T here are so many different beer cheese recipes, that I couldn’t publish just one. So, here are two, one from LouisvilleBeer.com contributor Dawn Howard, and my own special recipe that was based on the “official” New Albanian (Rich O’s) Beer Cheese Recipe found online.

Wait…you did read part one, right?

Dawn’s Beer Cheese Recipe

Beer Cheese1/2 pound grated extra sharp cheddar cheese
1 tsp. dry mustard
1/2 tsp. garlic powder
1/8 tsp. salt
Freshly ground pepper – to taste
1/2 Tbs. Worcestershire sauce
1/4 tsp. cayenne pepper (more or less depending on desired amount of “kick”)
3-4 oz. beer depending on desired texture

Blend everything in a food processor. And you should make a day ahead to let all the flavors gel. Or not. Two places you can experiment are type of cheese and type of beer, but good quality in both is essential. I prefer a very sharp cheddar and an IPA. This Hopslam cheese was my first time with a DIPA and I’m not sure I can go back. All measurements are approximated and have been scaled, so use your best judgement – experiment and have fun! This one’s served cold.

RECORDS:
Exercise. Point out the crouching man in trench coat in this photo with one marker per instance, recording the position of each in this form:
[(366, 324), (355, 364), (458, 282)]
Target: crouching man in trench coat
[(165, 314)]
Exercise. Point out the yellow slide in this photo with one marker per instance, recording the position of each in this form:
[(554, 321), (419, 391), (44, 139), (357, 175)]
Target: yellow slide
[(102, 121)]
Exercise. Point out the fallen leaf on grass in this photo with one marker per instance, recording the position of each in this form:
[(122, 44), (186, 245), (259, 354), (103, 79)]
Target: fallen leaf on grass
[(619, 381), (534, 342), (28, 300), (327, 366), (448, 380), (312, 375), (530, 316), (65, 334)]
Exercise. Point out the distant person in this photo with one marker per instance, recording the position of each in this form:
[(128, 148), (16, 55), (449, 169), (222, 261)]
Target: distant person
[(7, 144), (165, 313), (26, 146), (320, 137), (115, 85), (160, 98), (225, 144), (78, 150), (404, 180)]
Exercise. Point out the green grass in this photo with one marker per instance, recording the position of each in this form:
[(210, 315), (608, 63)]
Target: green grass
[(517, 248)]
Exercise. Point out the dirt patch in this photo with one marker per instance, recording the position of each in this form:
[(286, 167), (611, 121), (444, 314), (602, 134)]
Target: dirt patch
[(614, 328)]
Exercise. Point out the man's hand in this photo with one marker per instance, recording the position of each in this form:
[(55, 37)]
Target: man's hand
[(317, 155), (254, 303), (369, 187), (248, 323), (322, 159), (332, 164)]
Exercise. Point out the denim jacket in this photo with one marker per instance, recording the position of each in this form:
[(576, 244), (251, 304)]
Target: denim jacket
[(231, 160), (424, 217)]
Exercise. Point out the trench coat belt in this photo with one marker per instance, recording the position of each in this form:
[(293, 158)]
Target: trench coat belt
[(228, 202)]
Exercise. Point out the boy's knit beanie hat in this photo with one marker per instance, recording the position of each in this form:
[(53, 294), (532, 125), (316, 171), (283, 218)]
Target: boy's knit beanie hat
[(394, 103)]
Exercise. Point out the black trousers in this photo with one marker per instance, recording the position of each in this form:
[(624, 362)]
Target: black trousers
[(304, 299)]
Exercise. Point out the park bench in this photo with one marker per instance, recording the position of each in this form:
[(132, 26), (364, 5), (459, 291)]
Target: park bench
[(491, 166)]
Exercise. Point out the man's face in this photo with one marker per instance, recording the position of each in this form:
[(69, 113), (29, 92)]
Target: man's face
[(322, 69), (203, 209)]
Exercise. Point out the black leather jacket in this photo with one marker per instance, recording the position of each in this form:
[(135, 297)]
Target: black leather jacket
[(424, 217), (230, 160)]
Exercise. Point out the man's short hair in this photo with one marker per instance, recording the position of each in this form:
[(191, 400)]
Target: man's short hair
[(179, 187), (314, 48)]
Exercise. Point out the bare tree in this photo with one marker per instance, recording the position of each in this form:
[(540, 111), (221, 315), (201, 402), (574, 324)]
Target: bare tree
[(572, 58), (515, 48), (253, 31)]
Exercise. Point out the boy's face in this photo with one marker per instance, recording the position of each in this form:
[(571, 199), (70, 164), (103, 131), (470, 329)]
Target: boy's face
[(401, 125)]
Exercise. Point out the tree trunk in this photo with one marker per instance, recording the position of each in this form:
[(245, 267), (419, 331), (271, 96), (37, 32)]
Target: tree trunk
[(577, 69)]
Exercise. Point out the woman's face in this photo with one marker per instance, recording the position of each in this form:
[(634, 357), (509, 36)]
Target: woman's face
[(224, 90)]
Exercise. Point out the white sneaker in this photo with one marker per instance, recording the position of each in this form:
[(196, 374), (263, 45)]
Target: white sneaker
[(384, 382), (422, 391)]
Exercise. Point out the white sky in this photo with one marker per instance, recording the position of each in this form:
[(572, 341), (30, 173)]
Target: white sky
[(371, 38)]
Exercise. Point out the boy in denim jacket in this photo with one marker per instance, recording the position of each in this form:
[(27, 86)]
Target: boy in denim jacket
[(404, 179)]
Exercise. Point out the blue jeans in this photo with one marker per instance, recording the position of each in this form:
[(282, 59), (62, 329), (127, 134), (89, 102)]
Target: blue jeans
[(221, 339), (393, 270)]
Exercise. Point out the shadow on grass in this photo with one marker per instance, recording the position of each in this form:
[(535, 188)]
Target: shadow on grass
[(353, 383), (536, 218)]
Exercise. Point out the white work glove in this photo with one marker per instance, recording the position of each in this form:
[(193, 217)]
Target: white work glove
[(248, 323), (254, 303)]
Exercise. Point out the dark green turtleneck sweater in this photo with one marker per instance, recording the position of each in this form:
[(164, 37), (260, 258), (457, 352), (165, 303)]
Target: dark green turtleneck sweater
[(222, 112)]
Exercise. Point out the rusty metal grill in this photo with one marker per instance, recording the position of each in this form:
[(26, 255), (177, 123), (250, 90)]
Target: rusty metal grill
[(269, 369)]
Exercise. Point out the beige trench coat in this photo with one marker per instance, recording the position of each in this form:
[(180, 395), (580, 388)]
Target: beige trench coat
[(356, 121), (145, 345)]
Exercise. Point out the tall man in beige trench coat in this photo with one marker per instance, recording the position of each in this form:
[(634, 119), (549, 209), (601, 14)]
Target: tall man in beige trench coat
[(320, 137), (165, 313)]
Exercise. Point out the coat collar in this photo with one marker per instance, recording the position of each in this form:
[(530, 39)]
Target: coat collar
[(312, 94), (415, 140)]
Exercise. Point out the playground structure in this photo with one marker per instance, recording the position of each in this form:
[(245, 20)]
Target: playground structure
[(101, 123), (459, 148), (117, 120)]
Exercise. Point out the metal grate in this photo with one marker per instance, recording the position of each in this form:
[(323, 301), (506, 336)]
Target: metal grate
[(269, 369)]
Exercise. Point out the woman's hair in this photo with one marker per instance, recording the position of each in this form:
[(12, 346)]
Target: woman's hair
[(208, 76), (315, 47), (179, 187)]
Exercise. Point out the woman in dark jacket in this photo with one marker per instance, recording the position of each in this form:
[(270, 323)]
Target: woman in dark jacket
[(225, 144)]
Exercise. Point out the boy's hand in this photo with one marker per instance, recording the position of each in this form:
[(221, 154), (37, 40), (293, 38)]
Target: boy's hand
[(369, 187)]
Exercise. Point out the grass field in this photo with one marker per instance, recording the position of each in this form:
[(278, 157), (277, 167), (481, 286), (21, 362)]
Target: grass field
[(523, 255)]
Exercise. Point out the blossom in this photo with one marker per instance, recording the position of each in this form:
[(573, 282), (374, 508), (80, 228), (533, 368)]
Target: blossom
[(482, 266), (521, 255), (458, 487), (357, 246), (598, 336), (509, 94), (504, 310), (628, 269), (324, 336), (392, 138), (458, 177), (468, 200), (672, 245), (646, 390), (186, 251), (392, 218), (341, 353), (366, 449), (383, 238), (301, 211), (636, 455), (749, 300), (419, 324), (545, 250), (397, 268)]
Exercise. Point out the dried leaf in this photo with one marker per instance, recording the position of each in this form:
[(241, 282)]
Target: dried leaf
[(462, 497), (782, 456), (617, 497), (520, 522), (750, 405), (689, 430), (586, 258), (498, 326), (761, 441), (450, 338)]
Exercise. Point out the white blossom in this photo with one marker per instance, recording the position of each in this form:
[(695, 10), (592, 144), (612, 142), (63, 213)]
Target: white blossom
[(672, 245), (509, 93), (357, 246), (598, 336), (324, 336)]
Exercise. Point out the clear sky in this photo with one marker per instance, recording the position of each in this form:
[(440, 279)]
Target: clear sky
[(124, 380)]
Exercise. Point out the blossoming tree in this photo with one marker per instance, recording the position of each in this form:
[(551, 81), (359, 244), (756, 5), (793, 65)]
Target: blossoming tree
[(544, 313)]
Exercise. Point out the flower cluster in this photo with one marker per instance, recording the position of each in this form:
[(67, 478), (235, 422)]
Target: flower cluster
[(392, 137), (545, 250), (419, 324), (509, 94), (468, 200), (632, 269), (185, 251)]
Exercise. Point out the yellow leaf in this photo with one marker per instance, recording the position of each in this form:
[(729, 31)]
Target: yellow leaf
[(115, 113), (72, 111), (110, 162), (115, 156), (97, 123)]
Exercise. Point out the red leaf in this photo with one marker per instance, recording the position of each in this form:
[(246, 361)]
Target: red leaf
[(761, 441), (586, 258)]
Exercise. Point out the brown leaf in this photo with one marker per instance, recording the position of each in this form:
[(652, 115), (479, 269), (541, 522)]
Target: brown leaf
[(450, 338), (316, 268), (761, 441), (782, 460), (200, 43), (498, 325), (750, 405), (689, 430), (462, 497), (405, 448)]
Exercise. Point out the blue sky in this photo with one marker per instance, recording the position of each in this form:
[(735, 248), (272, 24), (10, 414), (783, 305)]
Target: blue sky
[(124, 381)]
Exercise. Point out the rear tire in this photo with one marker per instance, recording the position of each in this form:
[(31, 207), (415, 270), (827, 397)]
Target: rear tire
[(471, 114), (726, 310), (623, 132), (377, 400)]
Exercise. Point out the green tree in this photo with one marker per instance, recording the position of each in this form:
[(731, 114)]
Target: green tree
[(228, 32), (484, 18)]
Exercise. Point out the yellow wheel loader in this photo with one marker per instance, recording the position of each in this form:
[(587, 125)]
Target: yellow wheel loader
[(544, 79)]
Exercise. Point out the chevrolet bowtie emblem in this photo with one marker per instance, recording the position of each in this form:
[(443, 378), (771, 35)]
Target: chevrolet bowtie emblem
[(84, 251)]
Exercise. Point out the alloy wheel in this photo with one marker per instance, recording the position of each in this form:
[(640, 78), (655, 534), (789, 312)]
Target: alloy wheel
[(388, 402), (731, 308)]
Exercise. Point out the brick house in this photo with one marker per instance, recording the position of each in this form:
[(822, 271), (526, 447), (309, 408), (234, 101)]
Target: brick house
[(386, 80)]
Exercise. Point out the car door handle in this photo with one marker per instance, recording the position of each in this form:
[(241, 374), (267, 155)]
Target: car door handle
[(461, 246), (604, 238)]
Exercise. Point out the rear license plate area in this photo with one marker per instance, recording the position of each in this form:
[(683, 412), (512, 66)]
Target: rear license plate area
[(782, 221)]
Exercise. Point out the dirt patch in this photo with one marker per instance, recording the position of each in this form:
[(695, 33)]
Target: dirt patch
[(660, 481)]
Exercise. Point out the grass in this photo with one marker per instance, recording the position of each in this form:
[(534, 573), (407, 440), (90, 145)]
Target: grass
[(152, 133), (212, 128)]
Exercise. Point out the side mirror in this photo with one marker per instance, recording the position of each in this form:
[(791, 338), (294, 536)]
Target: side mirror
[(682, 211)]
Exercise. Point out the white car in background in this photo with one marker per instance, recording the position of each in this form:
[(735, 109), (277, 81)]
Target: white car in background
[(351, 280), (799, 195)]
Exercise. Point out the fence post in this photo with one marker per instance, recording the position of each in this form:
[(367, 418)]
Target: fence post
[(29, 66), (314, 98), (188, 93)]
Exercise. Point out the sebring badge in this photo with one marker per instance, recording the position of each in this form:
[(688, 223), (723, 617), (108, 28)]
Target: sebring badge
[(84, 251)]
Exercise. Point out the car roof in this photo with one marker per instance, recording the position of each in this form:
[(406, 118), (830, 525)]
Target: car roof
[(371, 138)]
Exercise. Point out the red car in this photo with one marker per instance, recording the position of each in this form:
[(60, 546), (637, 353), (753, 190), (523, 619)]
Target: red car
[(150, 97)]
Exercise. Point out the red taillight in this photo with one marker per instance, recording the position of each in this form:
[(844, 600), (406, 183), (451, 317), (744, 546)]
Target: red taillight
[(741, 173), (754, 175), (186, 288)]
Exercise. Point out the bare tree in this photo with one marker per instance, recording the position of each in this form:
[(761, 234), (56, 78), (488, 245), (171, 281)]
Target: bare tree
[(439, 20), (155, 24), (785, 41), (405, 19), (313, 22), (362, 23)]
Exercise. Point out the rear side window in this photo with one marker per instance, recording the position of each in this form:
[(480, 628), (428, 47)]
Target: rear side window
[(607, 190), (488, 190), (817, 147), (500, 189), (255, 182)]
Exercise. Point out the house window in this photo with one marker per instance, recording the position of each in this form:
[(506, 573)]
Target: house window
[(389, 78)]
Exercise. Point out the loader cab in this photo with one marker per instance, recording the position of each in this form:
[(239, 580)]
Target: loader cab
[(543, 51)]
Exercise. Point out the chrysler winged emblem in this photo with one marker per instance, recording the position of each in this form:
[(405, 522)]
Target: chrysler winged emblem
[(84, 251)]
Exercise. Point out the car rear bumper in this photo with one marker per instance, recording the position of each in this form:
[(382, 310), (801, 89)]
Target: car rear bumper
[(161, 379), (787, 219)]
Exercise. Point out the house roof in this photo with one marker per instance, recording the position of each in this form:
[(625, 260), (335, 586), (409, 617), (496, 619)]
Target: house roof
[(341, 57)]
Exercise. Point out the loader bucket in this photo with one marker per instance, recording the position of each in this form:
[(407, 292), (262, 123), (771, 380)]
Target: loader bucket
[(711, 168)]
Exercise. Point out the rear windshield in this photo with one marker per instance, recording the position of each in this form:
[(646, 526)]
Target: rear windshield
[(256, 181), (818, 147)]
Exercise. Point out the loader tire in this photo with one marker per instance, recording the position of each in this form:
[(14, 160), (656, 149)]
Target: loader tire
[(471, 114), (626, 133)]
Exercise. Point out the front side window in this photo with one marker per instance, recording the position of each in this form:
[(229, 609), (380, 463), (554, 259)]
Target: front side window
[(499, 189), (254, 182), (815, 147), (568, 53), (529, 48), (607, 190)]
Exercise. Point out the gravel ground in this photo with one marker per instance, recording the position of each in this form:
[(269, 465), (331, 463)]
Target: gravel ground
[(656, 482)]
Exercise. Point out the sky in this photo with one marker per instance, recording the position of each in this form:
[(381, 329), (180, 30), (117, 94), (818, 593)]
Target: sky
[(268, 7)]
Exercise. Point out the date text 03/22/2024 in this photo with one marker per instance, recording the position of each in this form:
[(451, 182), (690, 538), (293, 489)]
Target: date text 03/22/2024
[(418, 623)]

REQUIREMENT:
Answer these questions about the beer cheese recipe page:
1. Which site is Dawn Howard a contributor to?
2. How much cayenne pepper does Dawn's recipe call for?
3. Is this beer cheese served hot or cold?

WRITTEN SOLUTION:
1. LouisvilleBeer.com
2. 1/4 tsp., more or less depending on the desired amount of "kick"
3. Cold